Integrated Reporting Framework

July 11th, 2014

integrated reporting

Source: The Guardian

The release of the International Integrated Reporting Framework by the International Integrated Reporting Council (IIRC) is intended to make a tangible contribution to building a stronger, more financially stable economy, and a more sustainable planet. Development of the Framework has been a collaborative, market-led activity and is the result of extensive global consultation and market testing in more than 25 countries.

At the heart of integrated reporting are six tenets of better reporting which, when adopted, will create a multiplier effect in terms of the benefits to businesses, investors and society. These six straightforward ideas are:

  1. Communication about value creation: understanding and articulating the resources and relationships used by a business – what the Framework refers to as “capitals” – that are critical to the creation of value over time. Research shows us that only around one fifth of the value of a business today can be accounted for through the financial statements, as intangible factors such as intellectual and human capital make up a greater proportion of a business’ value proposition.
  2. Concise and clear communication: a laser-like focus on clarity, readability and conciseness.

▸ Supplied material:

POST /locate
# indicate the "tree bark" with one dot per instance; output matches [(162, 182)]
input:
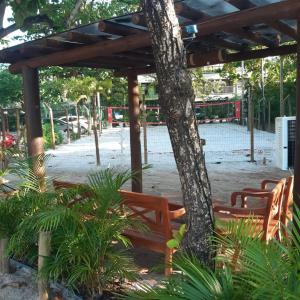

▸ Set exercise 1: According to the integrated reporting article, in how many countries was the Framework consulted on and market tested?
▸ Set exercise 2: From the integrated reporting article, extract the passage starting with "1. Communication about" and going on through "readability and conciseness.".
▸ Set exercise 3: List the groups that the integrated reporting article says will benefit from the multiplier effect.
The listing above comes from a separate source, not from the integrated reporting article.

▸ Full solution 1: More than 25 countries.

▸ Full solution 2:
1. Communication about value creation: understanding and articulating the resources and relationships used by a business – what the Framework refers to as “capitals” – that are critical to the creation of value over time. Research shows us that only around one fifth of the value of a business today can be accounted for through the financial statements, as intangible factors such as intellectual and human capital make up a greater proportion of a business’ value proposition.
  2. Concise and clear communication: a laser-like focus on clarity, readability and conciseness.

▸ Full solution 3: Businesses, investors and society.